Do Prefácio
O Imo da Imaginação e o Mimo da Educação
Carlos H. do C. Silva
(Universidade Católica Portuguesa - Lisboa)
"As crianças de todo o mundo são iguais na espontaneidade dos traços instintivos do homem".
(Almada Negreiros, «0 Desenho», in: O.C., V, p. 23)
Os átrios da imaginação... - essa que se supõe a esmo..., qual cosmos de fantasia, e, no entanto, logo se reconhece real e 'bem a sério' no lúdico das crianças no genesíaco de sempre outra infância... Porém, o que poderia parecer o quadro 'poético' de um certo devaneio (ou rêverie) no lugar comum do lirismo desse 'outro' que fomos, e queremos desse modo brincar a ser, torna-se esforçada e ponderadíssima tarefa de análise dessa enigmática 'faculdade' do imaginário.
Será já a perspectiva crítica, o reflexivo estudo empreendido - e aqui também ora presente - com o rigor da razão e o cuidado analítico, porém nem redutor, nem errático em direcção ao irracional, outrossim atento ao que bordeja o caminho do próprio pensar, - contingência e liberdade, desejo e destino... - nessas várias 'essências' que assim o parecem inspirar em passos, que ao andar precedem, neste "mistério de haver passos comigo" (como diz Pessoa em tom mediúnico de «A múmia»)...

§ EXTRATOS DE DADOS
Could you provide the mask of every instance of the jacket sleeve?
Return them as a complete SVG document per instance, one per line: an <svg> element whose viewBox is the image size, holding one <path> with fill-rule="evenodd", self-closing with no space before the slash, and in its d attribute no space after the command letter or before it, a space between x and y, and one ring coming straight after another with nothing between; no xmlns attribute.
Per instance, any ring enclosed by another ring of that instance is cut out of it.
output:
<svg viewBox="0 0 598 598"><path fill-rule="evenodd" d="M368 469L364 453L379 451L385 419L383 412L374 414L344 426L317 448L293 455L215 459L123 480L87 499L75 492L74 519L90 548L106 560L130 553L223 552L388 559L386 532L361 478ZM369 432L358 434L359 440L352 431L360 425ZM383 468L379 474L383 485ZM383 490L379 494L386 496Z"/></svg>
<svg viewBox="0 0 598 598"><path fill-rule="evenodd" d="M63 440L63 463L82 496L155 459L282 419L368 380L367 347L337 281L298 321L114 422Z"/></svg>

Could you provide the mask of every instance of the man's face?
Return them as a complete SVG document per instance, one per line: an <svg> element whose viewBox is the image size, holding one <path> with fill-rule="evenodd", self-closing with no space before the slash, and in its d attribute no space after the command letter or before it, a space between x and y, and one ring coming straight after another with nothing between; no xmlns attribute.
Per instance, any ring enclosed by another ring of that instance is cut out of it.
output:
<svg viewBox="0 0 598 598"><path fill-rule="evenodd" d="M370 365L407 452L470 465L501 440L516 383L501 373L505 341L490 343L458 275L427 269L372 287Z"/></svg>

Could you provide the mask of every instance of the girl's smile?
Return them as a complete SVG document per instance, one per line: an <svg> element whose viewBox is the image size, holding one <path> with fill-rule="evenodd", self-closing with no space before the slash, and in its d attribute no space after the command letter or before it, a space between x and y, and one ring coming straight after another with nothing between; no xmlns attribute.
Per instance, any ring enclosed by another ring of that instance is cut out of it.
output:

§ QUESTÕES DO MATERIAL
(A) Segundo o prefácio, a que instituição está ligado Carlos H. do C. Silva?
(B) Enumere os substantivos que o prefácio coloca entre travessões para indicar o que bordeja o caminho do próprio pensar.
(C) Extraia do prefácio o trecho que começa com as palavras que contêm "Os átrios da" e termina com "enigmática 'faculdade' do imaginário.".
A listagem constitui um material à parte, independente do prefácio.

§ RESPOSTAS DOS EXERCÍCIOS
(A) À Universidade Católica Portuguesa, em Lisboa.

(B) contingência, liberdade, desejo, destino

(C)
Os átrios da imaginação... - essa que se supõe a esmo..., qual cosmos de fantasia, e, no entanto, logo se reconhece real e 'bem a sério' no lúdico das crianças no genesíaco de sempre outra infância... Porém, o que poderia parecer o quadro 'poético' de um certo devaneio (ou rêverie) no lugar comum do lirismo desse 'outro' que fomos, e queremos desse modo brincar a ser, torna-se esforçada e ponderadíssima tarefa de análise dessa enigmática 'faculdade' do imaginário.